**Exercise objective**
Please copy out every line of the material below that contains the string "stone".

------ Records for this task ------

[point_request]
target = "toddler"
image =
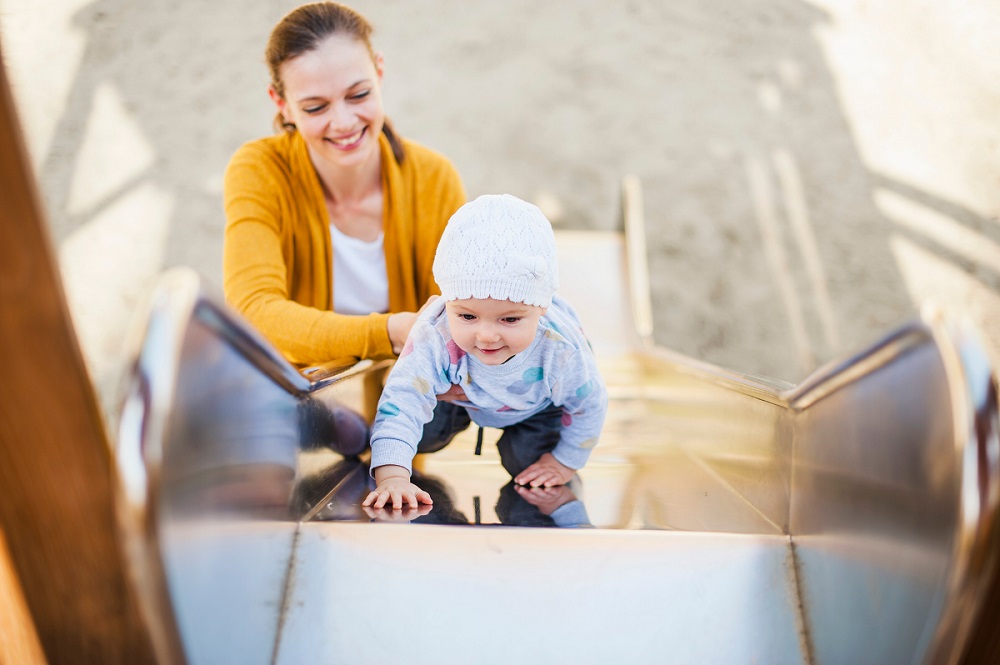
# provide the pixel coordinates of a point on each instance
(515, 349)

------
------ Records for this task ------

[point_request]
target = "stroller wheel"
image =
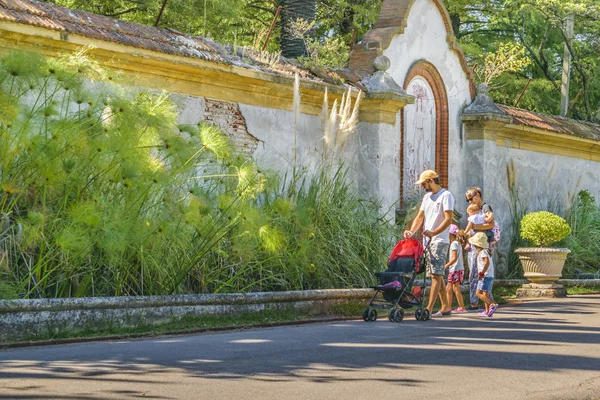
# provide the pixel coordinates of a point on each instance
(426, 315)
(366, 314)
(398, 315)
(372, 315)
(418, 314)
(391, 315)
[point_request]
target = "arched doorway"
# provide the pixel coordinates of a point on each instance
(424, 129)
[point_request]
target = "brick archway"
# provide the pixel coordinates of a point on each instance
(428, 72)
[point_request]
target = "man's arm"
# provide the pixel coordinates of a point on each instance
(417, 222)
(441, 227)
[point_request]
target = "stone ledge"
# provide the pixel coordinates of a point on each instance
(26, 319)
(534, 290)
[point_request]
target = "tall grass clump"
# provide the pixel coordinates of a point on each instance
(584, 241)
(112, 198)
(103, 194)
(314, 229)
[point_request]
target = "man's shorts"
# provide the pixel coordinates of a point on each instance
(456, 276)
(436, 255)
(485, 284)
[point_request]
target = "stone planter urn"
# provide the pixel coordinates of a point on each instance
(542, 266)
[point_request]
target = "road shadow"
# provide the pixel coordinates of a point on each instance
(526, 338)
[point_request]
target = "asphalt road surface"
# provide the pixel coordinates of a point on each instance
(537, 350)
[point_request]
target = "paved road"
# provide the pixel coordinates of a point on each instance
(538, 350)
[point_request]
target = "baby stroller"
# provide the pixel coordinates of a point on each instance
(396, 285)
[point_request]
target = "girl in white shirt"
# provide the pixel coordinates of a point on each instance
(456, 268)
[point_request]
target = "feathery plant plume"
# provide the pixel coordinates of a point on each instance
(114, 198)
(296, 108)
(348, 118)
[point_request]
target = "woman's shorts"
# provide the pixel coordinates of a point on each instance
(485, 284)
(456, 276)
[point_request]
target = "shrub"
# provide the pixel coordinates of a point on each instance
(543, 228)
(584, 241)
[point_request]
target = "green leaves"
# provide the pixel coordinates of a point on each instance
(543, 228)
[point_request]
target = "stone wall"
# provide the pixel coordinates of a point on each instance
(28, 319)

------
------ Records for this task ------

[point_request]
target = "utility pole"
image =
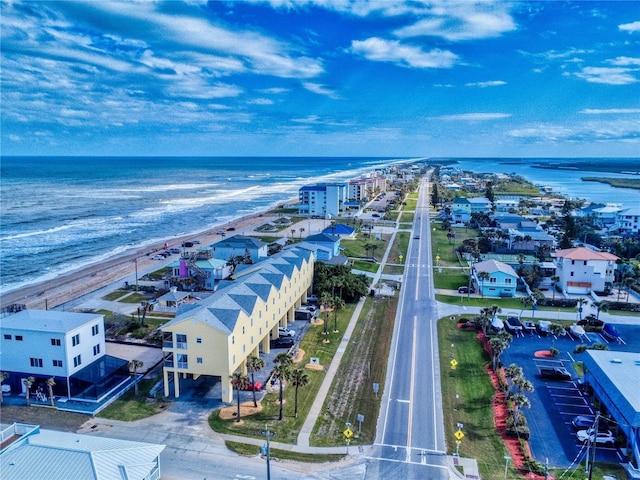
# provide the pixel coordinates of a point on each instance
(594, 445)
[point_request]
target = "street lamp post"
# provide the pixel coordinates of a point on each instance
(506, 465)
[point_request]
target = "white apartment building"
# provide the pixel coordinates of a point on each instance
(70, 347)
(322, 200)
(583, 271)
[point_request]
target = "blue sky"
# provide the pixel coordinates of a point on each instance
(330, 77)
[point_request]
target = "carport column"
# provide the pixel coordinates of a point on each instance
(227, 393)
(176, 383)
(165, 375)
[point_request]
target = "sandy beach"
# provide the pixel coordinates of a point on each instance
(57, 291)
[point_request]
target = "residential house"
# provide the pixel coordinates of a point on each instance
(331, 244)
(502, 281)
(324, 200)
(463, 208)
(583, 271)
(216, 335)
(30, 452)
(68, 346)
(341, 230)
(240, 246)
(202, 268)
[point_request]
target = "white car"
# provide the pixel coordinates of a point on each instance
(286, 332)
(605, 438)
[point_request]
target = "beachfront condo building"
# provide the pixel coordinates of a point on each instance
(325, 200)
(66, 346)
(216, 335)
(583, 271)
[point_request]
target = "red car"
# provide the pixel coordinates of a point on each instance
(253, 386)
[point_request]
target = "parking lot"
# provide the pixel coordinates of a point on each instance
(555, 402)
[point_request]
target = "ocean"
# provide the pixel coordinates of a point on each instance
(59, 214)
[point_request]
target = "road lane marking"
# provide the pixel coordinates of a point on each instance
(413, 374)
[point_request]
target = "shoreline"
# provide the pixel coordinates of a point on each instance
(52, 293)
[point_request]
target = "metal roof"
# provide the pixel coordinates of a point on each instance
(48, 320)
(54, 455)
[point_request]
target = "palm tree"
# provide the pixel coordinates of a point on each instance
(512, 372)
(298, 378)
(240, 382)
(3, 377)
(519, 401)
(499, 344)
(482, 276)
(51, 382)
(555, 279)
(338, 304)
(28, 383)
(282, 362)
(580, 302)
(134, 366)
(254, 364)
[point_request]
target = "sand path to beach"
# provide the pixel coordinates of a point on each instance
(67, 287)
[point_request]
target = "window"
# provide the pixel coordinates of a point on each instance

------

**In response**
target = "stone ledge"
target = "stone planter urn"
target = "stone wall"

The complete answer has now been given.